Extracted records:
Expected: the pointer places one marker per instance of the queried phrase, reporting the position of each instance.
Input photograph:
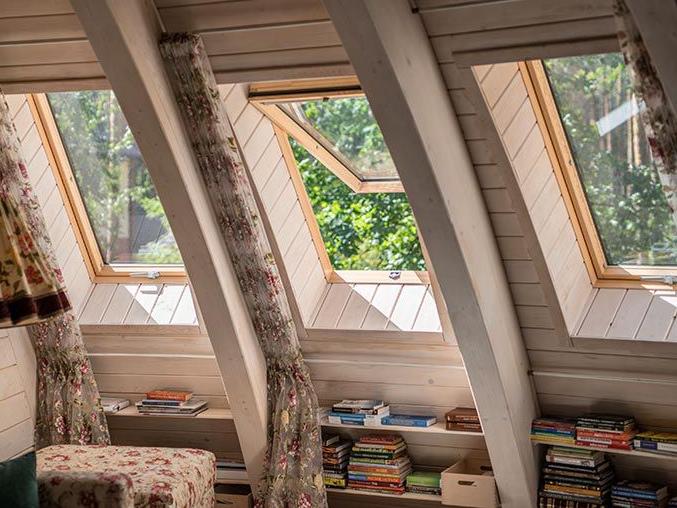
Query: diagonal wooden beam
(657, 23)
(125, 37)
(389, 48)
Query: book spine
(166, 395)
(655, 445)
(408, 422)
(610, 446)
(571, 461)
(604, 435)
(161, 402)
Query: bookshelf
(233, 477)
(407, 495)
(613, 451)
(215, 413)
(437, 428)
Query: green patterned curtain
(659, 119)
(293, 476)
(33, 293)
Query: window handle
(670, 280)
(150, 274)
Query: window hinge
(670, 280)
(150, 274)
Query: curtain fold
(293, 476)
(659, 119)
(69, 409)
(31, 290)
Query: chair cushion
(160, 477)
(18, 483)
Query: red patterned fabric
(72, 476)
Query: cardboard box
(464, 484)
(233, 496)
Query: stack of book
(606, 431)
(575, 478)
(560, 431)
(112, 405)
(335, 456)
(409, 420)
(659, 442)
(424, 482)
(379, 463)
(359, 412)
(638, 494)
(463, 418)
(170, 403)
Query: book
(424, 479)
(330, 439)
(645, 490)
(381, 438)
(383, 410)
(409, 420)
(189, 409)
(462, 414)
(169, 394)
(113, 405)
(162, 402)
(359, 404)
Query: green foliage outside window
(122, 205)
(621, 184)
(361, 231)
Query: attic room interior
(343, 253)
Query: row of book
(577, 478)
(374, 413)
(602, 431)
(171, 402)
(375, 463)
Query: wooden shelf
(234, 477)
(406, 495)
(211, 413)
(438, 428)
(633, 453)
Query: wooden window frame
(265, 98)
(99, 271)
(262, 97)
(557, 144)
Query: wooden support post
(391, 53)
(125, 37)
(657, 23)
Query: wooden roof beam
(656, 21)
(391, 53)
(125, 38)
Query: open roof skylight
(113, 195)
(347, 128)
(618, 189)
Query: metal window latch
(671, 280)
(150, 274)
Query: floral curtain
(31, 290)
(293, 476)
(33, 293)
(660, 121)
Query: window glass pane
(129, 223)
(600, 115)
(360, 231)
(346, 126)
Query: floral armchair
(71, 476)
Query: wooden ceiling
(43, 46)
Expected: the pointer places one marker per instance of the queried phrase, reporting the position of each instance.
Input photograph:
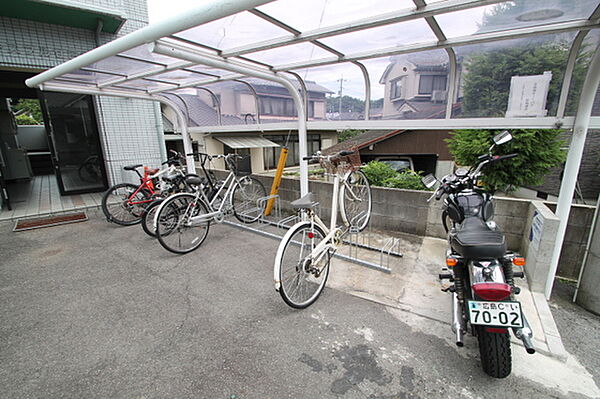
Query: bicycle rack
(358, 240)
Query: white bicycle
(304, 254)
(182, 220)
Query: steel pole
(567, 186)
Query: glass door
(74, 142)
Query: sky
(305, 15)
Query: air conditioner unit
(439, 96)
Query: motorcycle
(480, 267)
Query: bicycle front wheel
(302, 273)
(245, 200)
(175, 229)
(148, 217)
(119, 205)
(355, 200)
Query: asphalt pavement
(95, 310)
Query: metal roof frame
(237, 63)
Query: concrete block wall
(576, 238)
(129, 129)
(539, 255)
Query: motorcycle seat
(475, 240)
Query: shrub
(539, 151)
(377, 172)
(406, 179)
(381, 174)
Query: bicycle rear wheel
(355, 200)
(302, 276)
(245, 199)
(120, 207)
(175, 230)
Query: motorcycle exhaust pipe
(525, 334)
(457, 320)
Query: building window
(271, 155)
(277, 106)
(429, 83)
(396, 88)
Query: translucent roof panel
(487, 71)
(236, 30)
(288, 54)
(312, 14)
(325, 84)
(404, 33)
(513, 14)
(591, 41)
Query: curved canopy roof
(338, 45)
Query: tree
(28, 112)
(348, 134)
(488, 73)
(487, 83)
(539, 151)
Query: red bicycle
(124, 203)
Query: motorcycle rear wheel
(495, 353)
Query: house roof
(361, 141)
(201, 114)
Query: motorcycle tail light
(492, 291)
(451, 262)
(519, 261)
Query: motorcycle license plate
(496, 314)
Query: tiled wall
(129, 128)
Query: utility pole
(341, 80)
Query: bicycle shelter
(245, 40)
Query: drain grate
(47, 221)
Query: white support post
(567, 186)
(185, 53)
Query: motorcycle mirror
(503, 137)
(429, 180)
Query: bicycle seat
(195, 180)
(132, 167)
(305, 202)
(150, 171)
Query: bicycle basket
(240, 166)
(342, 164)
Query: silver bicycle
(304, 254)
(182, 220)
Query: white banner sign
(528, 95)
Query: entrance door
(74, 142)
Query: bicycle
(304, 254)
(182, 221)
(124, 203)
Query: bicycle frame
(230, 182)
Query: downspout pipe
(567, 186)
(184, 53)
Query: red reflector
(496, 330)
(492, 291)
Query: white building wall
(129, 129)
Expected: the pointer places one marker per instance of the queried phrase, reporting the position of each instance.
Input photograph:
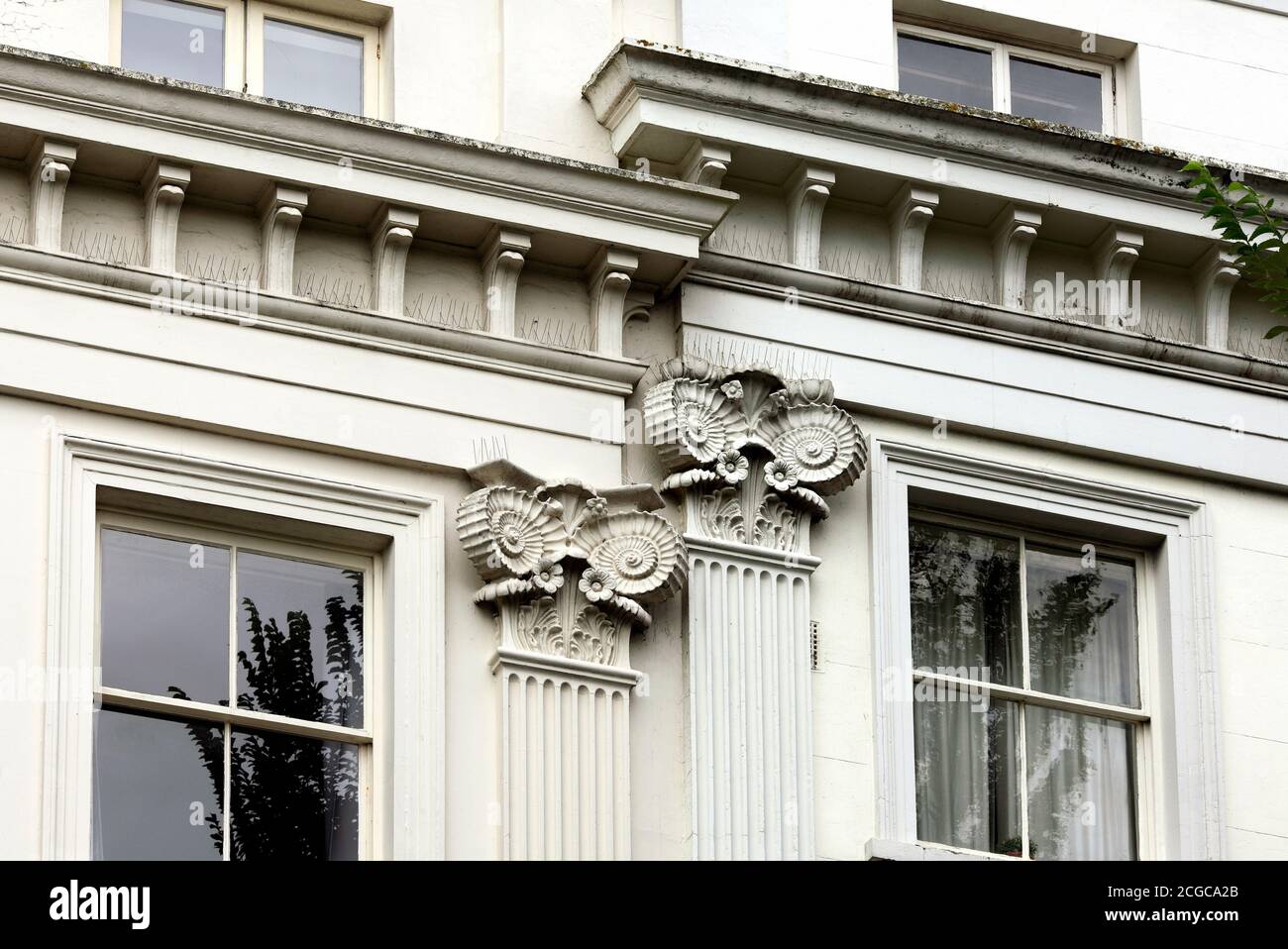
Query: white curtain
(966, 618)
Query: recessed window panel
(163, 615)
(172, 39)
(1056, 94)
(158, 786)
(294, 798)
(313, 67)
(299, 641)
(945, 71)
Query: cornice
(1013, 327)
(282, 313)
(206, 112)
(636, 69)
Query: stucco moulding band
(1017, 327)
(279, 313)
(403, 165)
(638, 69)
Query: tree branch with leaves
(1253, 230)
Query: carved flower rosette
(567, 572)
(752, 454)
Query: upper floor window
(233, 718)
(267, 50)
(1006, 78)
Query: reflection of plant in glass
(1064, 618)
(291, 795)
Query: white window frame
(366, 739)
(1001, 58)
(407, 709)
(1180, 806)
(1024, 695)
(235, 33)
(244, 46)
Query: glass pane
(299, 639)
(294, 798)
(1082, 626)
(1055, 94)
(965, 602)
(172, 39)
(1082, 794)
(158, 789)
(967, 772)
(943, 71)
(313, 67)
(163, 617)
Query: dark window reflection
(163, 615)
(1082, 627)
(944, 71)
(967, 772)
(158, 789)
(1056, 94)
(172, 39)
(314, 67)
(1081, 787)
(294, 798)
(299, 639)
(965, 602)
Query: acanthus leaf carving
(568, 568)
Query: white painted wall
(510, 71)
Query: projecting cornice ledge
(198, 125)
(638, 75)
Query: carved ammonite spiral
(706, 420)
(642, 551)
(505, 529)
(820, 442)
(810, 447)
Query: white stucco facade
(380, 333)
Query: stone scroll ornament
(751, 454)
(568, 568)
(570, 574)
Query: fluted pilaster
(751, 456)
(568, 572)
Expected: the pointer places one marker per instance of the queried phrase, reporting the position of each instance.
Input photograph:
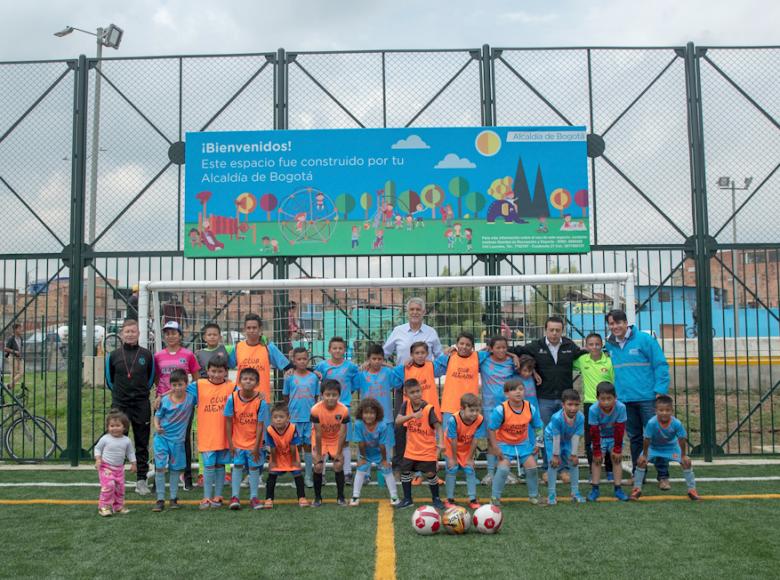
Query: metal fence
(674, 132)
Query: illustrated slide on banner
(476, 190)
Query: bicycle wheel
(30, 438)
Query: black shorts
(407, 465)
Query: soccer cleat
(404, 503)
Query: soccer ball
(426, 520)
(488, 519)
(456, 520)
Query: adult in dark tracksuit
(641, 374)
(130, 377)
(554, 355)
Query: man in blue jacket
(641, 374)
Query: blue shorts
(304, 431)
(169, 454)
(214, 458)
(244, 458)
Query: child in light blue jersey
(170, 424)
(300, 392)
(665, 437)
(562, 440)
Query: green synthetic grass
(709, 539)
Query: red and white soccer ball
(488, 519)
(426, 520)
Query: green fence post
(73, 256)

* **Task prompt**
From the first line to the last, set down the records exactly, leaving out images.

* **Solution for this problem**
Expected: the pointer places one marker per instance of the queried phrase, reporting the position of each instance.
Input photograph:
Query: diagonal wooden beam
(657, 23)
(125, 37)
(389, 48)
Query: book spine
(166, 395)
(655, 445)
(408, 422)
(610, 446)
(571, 461)
(604, 435)
(161, 402)
Query: bookshelf
(233, 477)
(407, 495)
(613, 451)
(215, 413)
(437, 428)
Query: green patterned curtain
(659, 119)
(293, 476)
(33, 293)
Query: window handle
(670, 280)
(150, 274)
Query: window hinge
(670, 280)
(150, 274)
Query: curtain fold
(293, 476)
(659, 119)
(69, 409)
(31, 290)
Query: chair cushion
(160, 477)
(18, 483)
Query: red patterned fabric
(72, 476)
Query: cardboard box
(464, 484)
(233, 496)
Query: stack of book
(606, 431)
(575, 478)
(560, 431)
(112, 405)
(335, 456)
(409, 420)
(659, 442)
(424, 482)
(379, 463)
(359, 412)
(638, 494)
(463, 418)
(170, 403)
Query: book
(424, 479)
(330, 439)
(645, 490)
(381, 438)
(383, 410)
(409, 420)
(189, 409)
(462, 414)
(169, 394)
(113, 405)
(162, 402)
(359, 404)
Query: green foliage outside window
(122, 205)
(621, 184)
(361, 231)
Query: attic room interior
(343, 253)
Query: row of book
(577, 478)
(374, 413)
(602, 431)
(171, 402)
(375, 463)
Query: wooden shelf
(234, 477)
(406, 495)
(211, 413)
(438, 428)
(633, 453)
Query: wooden window frame
(265, 98)
(99, 271)
(262, 97)
(557, 144)
Query: wooden support post
(391, 53)
(125, 37)
(657, 23)
Query: wooden roof beam
(656, 21)
(391, 53)
(125, 38)
Query: open roof skylight
(113, 195)
(347, 128)
(618, 189)
Query: metal window latch
(671, 280)
(150, 274)
Query: floral curtain
(31, 290)
(293, 476)
(33, 293)
(660, 121)
Query: window glass pane
(129, 223)
(600, 115)
(360, 231)
(346, 126)
Query: floral armchair
(71, 476)
Query: wooden ceiling
(43, 46)
Expected: the pointer places one marker per instance of the queried phrase, reporting the position of each instance.
Input photograph:
Query: bicycle rack
(358, 240)
Query: white bicycle
(304, 254)
(182, 220)
Query: steel pole
(567, 186)
Query: glass door
(74, 142)
Query: sky
(305, 15)
Query: air conditioner unit
(439, 96)
Query: motorcycle
(480, 267)
Query: bicycle front wheel
(302, 273)
(245, 200)
(175, 229)
(148, 217)
(119, 205)
(355, 200)
Query: asphalt pavement
(95, 310)
Query: metal roof frame
(237, 63)
Query: concrete block wall
(576, 238)
(129, 129)
(539, 255)
Query: motorcycle seat
(475, 240)
Query: shrub
(539, 151)
(377, 172)
(406, 179)
(381, 174)
Query: bicycle rear wheel
(355, 200)
(302, 276)
(245, 199)
(120, 207)
(175, 230)
Query: motorcycle exhaust pipe
(525, 334)
(457, 320)
Query: building window
(271, 155)
(277, 106)
(429, 83)
(396, 88)
Query: translucent roof panel
(487, 71)
(236, 30)
(288, 54)
(312, 14)
(325, 84)
(404, 33)
(513, 14)
(591, 41)
Query: curved canopy roof
(338, 45)
Query: tree
(28, 112)
(348, 134)
(488, 73)
(487, 83)
(539, 151)
Query: red bicycle
(124, 203)
Query: motorcycle rear wheel
(495, 353)
Query: house roof
(361, 141)
(201, 114)
Query: motorcycle tail light
(492, 291)
(451, 262)
(519, 261)
Query: motorcycle license plate
(496, 314)
Query: tiled wall
(129, 128)
Query: utility pole
(341, 80)
Query: bicycle shelter
(245, 40)
Query: drain grate
(47, 221)
Query: white support post
(567, 186)
(185, 53)
Query: motorcycle mirror
(503, 137)
(429, 180)
Query: bicycle seat
(195, 180)
(132, 167)
(305, 202)
(150, 171)
Query: bicycle basket
(240, 166)
(342, 164)
Query: silver bicycle
(304, 254)
(182, 220)
Query: white banner sign
(528, 95)
Query: entrance door
(74, 142)
Query: bicycle
(304, 254)
(182, 221)
(124, 203)
Query: bicycle frame
(230, 182)
Query: downspout pipe
(567, 186)
(184, 53)
Query: red reflector
(496, 330)
(492, 291)
Query: white building wall
(129, 129)
Expected: the pointer places one marker per instance of the queried phrase, reporting the position of each instance.
Input photograph:
Query: white curtain
(966, 618)
Query: recessed window panel
(163, 615)
(172, 39)
(1056, 94)
(158, 786)
(294, 798)
(313, 67)
(299, 641)
(945, 71)
Query: cornice
(1013, 327)
(282, 313)
(206, 112)
(636, 69)
Query: stucco moulding band
(1017, 327)
(279, 313)
(403, 165)
(638, 69)
Query: tree branch with leaves
(1253, 230)
Query: carved flower rosette
(567, 572)
(752, 454)
Query: upper floor window
(233, 718)
(267, 50)
(1006, 78)
Query: reflection of plant in glass
(1064, 618)
(291, 795)
Query: white window frame
(366, 739)
(1001, 58)
(407, 709)
(1180, 806)
(1024, 695)
(235, 33)
(244, 46)
Query: glass pane
(299, 639)
(294, 798)
(1082, 626)
(1055, 94)
(965, 602)
(172, 39)
(1082, 794)
(158, 789)
(967, 772)
(943, 71)
(313, 67)
(163, 617)
Query: dark window reflection
(163, 615)
(1082, 627)
(944, 71)
(967, 772)
(158, 789)
(1056, 94)
(172, 39)
(314, 67)
(1081, 787)
(294, 798)
(299, 639)
(965, 602)
Query: acanthus leaf carving
(568, 568)
Query: white painted wall
(510, 71)
Query: projecting cornice ledge
(198, 125)
(638, 75)
Query: carved ammonite spiral
(706, 420)
(642, 551)
(505, 529)
(820, 442)
(810, 447)
Query: white stucco facade
(380, 333)
Query: stone scroll ornament
(751, 454)
(568, 568)
(570, 574)
Query: fluted pilaster
(751, 456)
(568, 572)
Expected: the pointer places one marker per instance of the queried phrase, reporting the position of each instance.
Input photograph:
Query: metal fence
(674, 132)
Query: illustrated slide on banner
(476, 190)
Query: bicycle wheel
(30, 438)
Query: black shorts
(407, 465)
Query: soccer cleat
(404, 503)
Query: soccer ball
(426, 520)
(488, 519)
(456, 520)
Query: adult in dark tracksuit
(641, 374)
(130, 377)
(554, 355)
Query: man in blue jacket
(641, 374)
Query: blue shorts
(304, 431)
(169, 454)
(214, 458)
(244, 458)
Query: child in light blue jersey
(170, 424)
(300, 392)
(665, 437)
(562, 440)
Query: green synthetic grass
(709, 539)
Query: red and white soccer ball
(488, 519)
(426, 520)
Query: green fence post
(73, 256)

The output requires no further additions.